(Point localization data)
------------
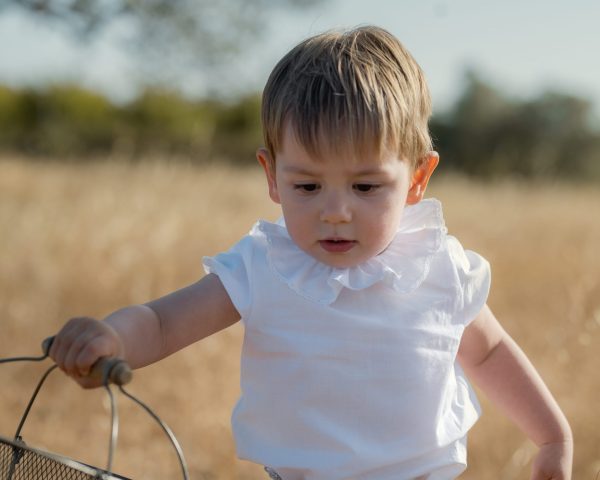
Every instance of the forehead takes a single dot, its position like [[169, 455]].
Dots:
[[328, 148], [294, 156]]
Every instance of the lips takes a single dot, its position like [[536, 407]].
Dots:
[[337, 245]]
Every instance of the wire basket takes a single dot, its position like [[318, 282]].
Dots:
[[20, 462]]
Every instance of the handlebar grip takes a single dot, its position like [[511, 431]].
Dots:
[[113, 370]]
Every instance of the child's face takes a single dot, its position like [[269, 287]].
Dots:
[[342, 213]]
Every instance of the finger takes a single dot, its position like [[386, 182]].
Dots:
[[97, 347], [65, 341]]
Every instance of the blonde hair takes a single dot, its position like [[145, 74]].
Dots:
[[351, 93]]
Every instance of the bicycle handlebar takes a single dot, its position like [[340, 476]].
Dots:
[[106, 369]]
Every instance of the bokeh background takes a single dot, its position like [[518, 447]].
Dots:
[[127, 139]]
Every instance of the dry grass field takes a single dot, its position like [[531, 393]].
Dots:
[[80, 240]]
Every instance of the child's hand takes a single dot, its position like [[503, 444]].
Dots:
[[80, 343], [553, 462]]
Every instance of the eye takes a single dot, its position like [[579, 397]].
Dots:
[[307, 187], [365, 187]]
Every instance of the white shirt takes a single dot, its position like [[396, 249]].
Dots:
[[351, 373]]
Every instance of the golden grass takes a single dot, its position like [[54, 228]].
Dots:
[[87, 239]]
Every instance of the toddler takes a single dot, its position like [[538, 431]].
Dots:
[[363, 317]]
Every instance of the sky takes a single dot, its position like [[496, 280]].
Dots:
[[523, 47]]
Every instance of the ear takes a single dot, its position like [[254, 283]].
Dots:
[[420, 178], [264, 158]]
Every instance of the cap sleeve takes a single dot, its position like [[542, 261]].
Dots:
[[474, 278], [232, 268]]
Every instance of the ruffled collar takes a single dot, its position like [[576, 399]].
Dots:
[[403, 266]]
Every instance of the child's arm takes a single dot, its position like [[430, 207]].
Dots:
[[498, 366], [143, 334]]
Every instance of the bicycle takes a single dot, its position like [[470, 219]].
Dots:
[[19, 461]]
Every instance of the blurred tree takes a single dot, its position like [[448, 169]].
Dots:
[[166, 38], [488, 134]]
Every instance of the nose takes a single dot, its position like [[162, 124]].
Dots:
[[336, 208]]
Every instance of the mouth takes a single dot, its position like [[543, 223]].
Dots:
[[337, 245]]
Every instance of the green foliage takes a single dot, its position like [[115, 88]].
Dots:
[[485, 134], [72, 123]]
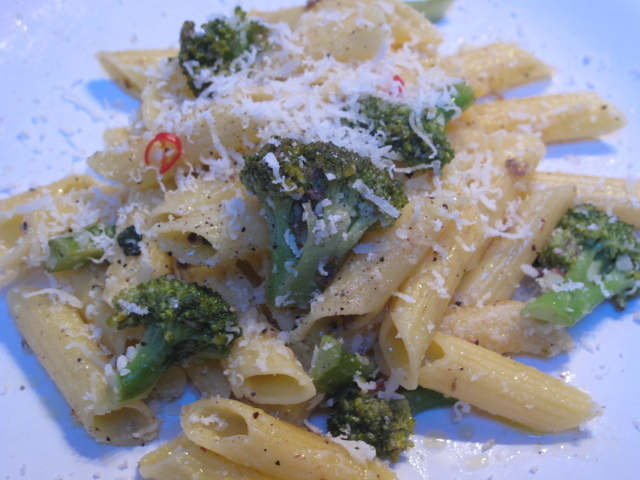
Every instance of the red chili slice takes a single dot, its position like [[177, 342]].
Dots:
[[170, 146], [400, 81]]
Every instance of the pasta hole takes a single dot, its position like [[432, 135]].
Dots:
[[222, 423], [274, 388], [434, 352]]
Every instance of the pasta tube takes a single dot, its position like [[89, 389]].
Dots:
[[558, 118], [69, 350], [500, 327], [618, 196], [254, 439], [185, 460], [503, 387], [496, 67], [499, 271]]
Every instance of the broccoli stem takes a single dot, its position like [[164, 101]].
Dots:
[[433, 10], [568, 306], [321, 250], [422, 399], [463, 99], [79, 248], [145, 368], [335, 367]]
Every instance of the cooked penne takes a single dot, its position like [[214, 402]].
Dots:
[[499, 327], [312, 211], [262, 368], [557, 118], [253, 439], [417, 307], [370, 276], [496, 67], [499, 271], [618, 196], [503, 387], [183, 459]]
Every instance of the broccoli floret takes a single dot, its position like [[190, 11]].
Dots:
[[213, 50], [129, 240], [78, 248], [405, 130], [334, 366], [183, 321], [601, 259], [319, 199], [362, 415]]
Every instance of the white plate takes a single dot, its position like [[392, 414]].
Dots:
[[55, 102]]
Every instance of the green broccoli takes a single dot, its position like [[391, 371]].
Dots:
[[183, 321], [434, 10], [601, 259], [319, 199], [78, 248], [334, 367], [214, 50], [129, 240], [394, 120], [362, 415]]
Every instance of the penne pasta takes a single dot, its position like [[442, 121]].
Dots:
[[496, 67], [186, 460], [618, 196], [504, 387], [71, 353], [253, 439], [557, 118], [499, 271], [417, 308], [499, 327]]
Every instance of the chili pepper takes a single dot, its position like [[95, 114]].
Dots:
[[169, 145]]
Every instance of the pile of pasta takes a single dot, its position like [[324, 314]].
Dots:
[[429, 298]]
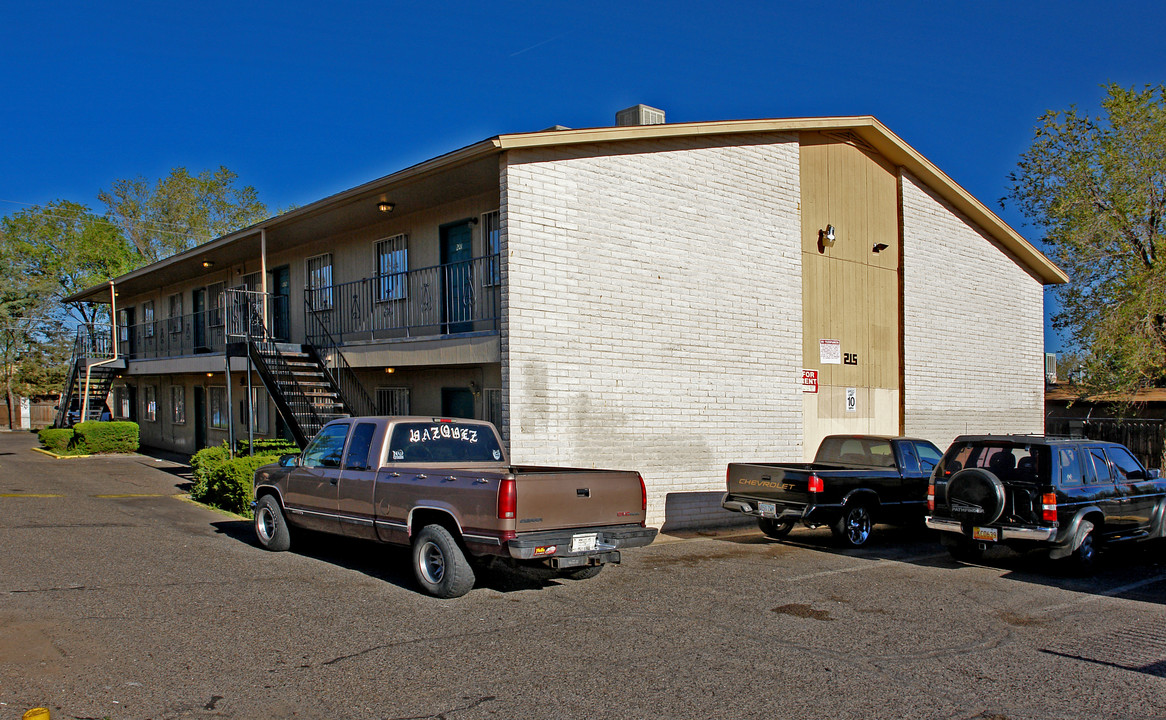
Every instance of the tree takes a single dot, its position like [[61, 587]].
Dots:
[[1097, 189], [181, 210], [62, 249]]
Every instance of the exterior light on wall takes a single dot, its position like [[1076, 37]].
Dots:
[[826, 237]]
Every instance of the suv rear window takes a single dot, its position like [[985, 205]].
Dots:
[[1008, 461], [443, 442]]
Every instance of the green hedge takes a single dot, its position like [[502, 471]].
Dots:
[[225, 483], [116, 437], [56, 439]]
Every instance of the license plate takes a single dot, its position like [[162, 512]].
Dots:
[[991, 535], [584, 543]]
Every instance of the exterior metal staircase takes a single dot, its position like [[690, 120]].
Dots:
[[92, 345]]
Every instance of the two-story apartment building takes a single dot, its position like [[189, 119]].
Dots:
[[666, 298]]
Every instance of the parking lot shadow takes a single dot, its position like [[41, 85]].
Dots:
[[390, 563]]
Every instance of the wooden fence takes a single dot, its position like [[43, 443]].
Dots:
[[1145, 438]]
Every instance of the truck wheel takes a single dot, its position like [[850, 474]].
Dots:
[[852, 529], [774, 529], [582, 573], [440, 565], [271, 526], [1083, 559]]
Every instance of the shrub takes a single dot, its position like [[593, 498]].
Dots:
[[204, 463], [117, 437], [229, 486], [56, 439]]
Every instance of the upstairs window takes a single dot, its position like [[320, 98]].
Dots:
[[392, 265], [148, 317], [320, 281], [492, 239], [176, 313]]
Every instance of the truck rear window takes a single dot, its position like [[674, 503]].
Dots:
[[443, 442], [857, 452]]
------------
• _THE TASK_
Output each record above exactly as written. Skip any pictures.

• _RESULT_
Every instance of the forehead takes a single dot, its position like [[169, 455]].
Dots:
[[328, 148], [294, 156]]
Every instance of the lips takes a single dot, its position like [[536, 407]].
Dots:
[[337, 245]]
Every instance of the wire basket takes a single dot, its position like [[318, 282]].
Dots:
[[20, 462]]
Every instance of the handlebar grip takes a single dot, its position like [[511, 431]].
Dots:
[[113, 370]]
Every instance of the child's face takes a single dot, its position like [[269, 287]].
Dots:
[[342, 213]]
Every instance of the finger takes a single dot, its position like [[386, 182]].
Dots:
[[97, 347], [65, 341]]
Every instance of the blonde hair takes a single dot, its position like [[145, 74]].
Dots:
[[351, 93]]
Every instance of the bicycle handlebar takes a single dot, its position like [[340, 476]].
Dots:
[[106, 369]]
Every instance of the bokeh background takes a single dot, its position like [[518, 447]].
Dots:
[[127, 139]]
Every instance of the dry grass field takes a single dot, its position like [[531, 393]].
Dots:
[[80, 240]]
Every instance of the child's hand takes a single dot, its position like [[503, 444]].
Dots:
[[80, 343], [553, 462]]
Every instance of the eye takes a single dot, its position like [[579, 397]].
Dots:
[[307, 187], [365, 187]]
Every instance of the white shirt takes a single dot, its position like [[396, 249]].
Dots:
[[351, 373]]
Every instance of the golden grass takes a single dot, its position like [[54, 228]].
Dots:
[[87, 239]]
Every instance of the toddler takes a single dot, its position like [[538, 431]].
Dots:
[[363, 317]]
Every instance of the sky takes a single dot, its position like [[496, 280]].
Dots:
[[523, 47]]
Every instance of the ear takes a single dot, its position like [[254, 283]].
Dots:
[[420, 178], [264, 158]]
Every instance of the cap sleeve takes a single dot, its position like [[542, 261]].
Dots:
[[474, 278], [232, 268]]
Every instance of the ruffled collar takes a single dot, its position like [[576, 399]].
Dots:
[[403, 266]]
Every instance of the child's arm takes a single dot, its position like [[430, 207]].
Dots:
[[498, 366], [143, 334]]
Every instance of the bicycle takes a single dot, its position like [[470, 219]].
Dots:
[[19, 461]]
Every instance of the blurred tree takes a single dot, its position like [[448, 169]].
Dots:
[[166, 38], [488, 134]]
Every instance of the nose takes a single dot, its position like [[162, 124]].
Dots:
[[336, 208]]
Every instance of the mouth takes a single dot, its position like [[543, 223]].
Dots:
[[337, 245]]
Every instance of the green foliage takes a single dot, its position like [[115, 88]].
Dots:
[[485, 134], [72, 123]]
Every instance of the red chili slice takes a single dot, its position like [[177, 342]].
Dots:
[[170, 146], [400, 81]]
Every instance of the pasta hole takes a single dot, its position like [[432, 135]].
Dots:
[[222, 423], [274, 388], [434, 352]]
Every instance of the pasta tube takes a single dot, its position like [[89, 389]].
Dots:
[[558, 118], [69, 350], [500, 327], [618, 196], [254, 439], [185, 460], [503, 387], [496, 67], [499, 271]]
Every instance of the broccoli stem takes a single dot, its position like [[164, 101]].
Dots:
[[433, 10], [568, 306], [321, 250], [422, 399], [463, 99], [79, 248], [145, 368], [335, 367]]
Every instance of the cooked penne takes a single dot, its position like [[214, 402]].
Dots:
[[499, 327], [312, 211], [262, 368], [557, 118], [253, 439], [417, 307], [370, 276], [496, 67], [499, 271], [618, 196], [503, 387], [183, 459]]
Every instance of the broccoli floret takes a single dot, its position like [[190, 11]].
Dots:
[[213, 50], [129, 240], [78, 248], [405, 130], [334, 366], [183, 321], [601, 259], [319, 199], [362, 415]]
Every instance of the white plate takes a single dot, its position like [[392, 414]].
Dots:
[[55, 102]]
Every instance of the green broccoli takes a single dot, its position like [[391, 371]].
Dots:
[[183, 321], [434, 10], [601, 259], [319, 199], [78, 248], [334, 367], [214, 50], [129, 240], [394, 120], [362, 415]]
Every instance of the penne pasta takes a single dot, its position like [[442, 121]].
Dots:
[[496, 67], [186, 460], [618, 196], [504, 387], [71, 353], [253, 439], [557, 118], [499, 271], [417, 308], [499, 327]]
Every instance of the chili pepper takes a single dot, its position like [[95, 114]].
Dots:
[[169, 145]]
Every instance of the pile of pasta takes a single dot, its position like [[324, 314]].
Dots:
[[429, 298]]
Every instance of the tree takes a single dot, its position like [[61, 587]].
Dots:
[[1097, 189], [181, 210], [62, 249]]
Every instance of the exterior light on wall takes a single dot, its position like [[1076, 37]].
Dots:
[[826, 237]]
Every instance of the suv rear window takes a single dot, its position like [[985, 205]].
Dots:
[[1008, 461], [443, 442]]
Every instance of the green hedge takes a single dot, its position like [[502, 471]].
Dots:
[[225, 483], [116, 437], [56, 439]]
Every instance of the license plate takes a single dot, its position like [[162, 512]].
Dots:
[[991, 535], [584, 543]]
Every instance of the exterior metal staircase takes a single dot, its position like [[690, 120]].
Dots:
[[92, 345]]
Every instance of the two-story apartment building takes a single dot, its position like [[189, 119]].
Dots:
[[666, 298]]
Every instance of the parking lot shadow takes a single dot, its position like [[41, 85]].
Dots:
[[390, 563]]
Every instance of the wooden fence takes a single dot, its position like [[43, 443]].
Dots:
[[1145, 438]]
Every instance of the truck wheel takes a single dot, its position like [[850, 474]].
Dots:
[[852, 529], [774, 529], [582, 573], [440, 565], [271, 526], [1083, 559]]
Every instance of the shrub takes a single dot, its position like [[593, 498]].
Dots:
[[204, 463], [117, 437], [229, 486], [56, 439]]
Every instance of the upstairs window takes a single dot, its position like [[320, 98]].
Dots:
[[392, 265], [148, 317], [320, 281], [492, 239], [176, 313]]
Every instance of the truck rear window takes a single dot, its position like [[674, 503]].
Dots:
[[443, 442], [857, 452]]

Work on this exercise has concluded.